EXERCISE:
The whole listing, exactly as given: write it out, leaving out each image.

%%

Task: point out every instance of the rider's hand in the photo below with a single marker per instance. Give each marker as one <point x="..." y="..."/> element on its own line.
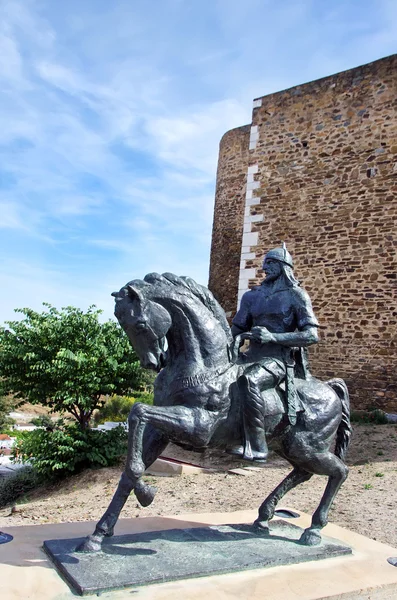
<point x="262" y="335"/>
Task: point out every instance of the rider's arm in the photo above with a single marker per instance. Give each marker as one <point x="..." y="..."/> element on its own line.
<point x="243" y="319"/>
<point x="306" y="337"/>
<point x="306" y="325"/>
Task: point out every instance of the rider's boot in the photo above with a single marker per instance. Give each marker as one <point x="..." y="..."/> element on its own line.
<point x="255" y="447"/>
<point x="254" y="422"/>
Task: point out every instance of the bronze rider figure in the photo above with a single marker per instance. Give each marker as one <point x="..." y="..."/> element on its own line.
<point x="279" y="317"/>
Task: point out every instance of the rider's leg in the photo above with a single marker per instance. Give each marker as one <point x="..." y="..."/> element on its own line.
<point x="255" y="380"/>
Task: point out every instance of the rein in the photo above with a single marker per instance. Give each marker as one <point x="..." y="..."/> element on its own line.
<point x="181" y="383"/>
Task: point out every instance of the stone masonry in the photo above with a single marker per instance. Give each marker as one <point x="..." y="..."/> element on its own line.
<point x="317" y="168"/>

%%

RESULT OF THIS TASK:
Task: point out every instance of the rider's hand in the photo below with a single marker per instance. Give each marker as one <point x="..." y="..."/> element on its own line.
<point x="262" y="335"/>
Task: point out every instance of the rider's arm in the photo above with a single marker per instance. Give each marker as one <point x="..." y="..."/> element on its own line.
<point x="243" y="319"/>
<point x="306" y="337"/>
<point x="306" y="325"/>
Task: point out every instance of the rider's boot in the photo above with a single marker per instance. Give each marker as one <point x="..." y="..."/> element on its own line.
<point x="255" y="447"/>
<point x="254" y="422"/>
Task: point out every instance of the bronze rider figure in the photo above with a single marker per instance. Give each marker as one <point x="..." y="..."/> element on its own line.
<point x="279" y="317"/>
Task: point out every instance of the rider's leg in the photo above with a single marker per instance. Give each marker as one <point x="..." y="..."/> element on its own line.
<point x="255" y="380"/>
Task: point out every instance of the rein in the photo above with a single marker per instance. Give each marker as one <point x="..." y="..."/> element on its own line.
<point x="181" y="383"/>
Task: point out every instance of the stone masonry in the photo above with a single marker per instance. Give each marker as one <point x="..." y="..."/> element on its own line.
<point x="317" y="168"/>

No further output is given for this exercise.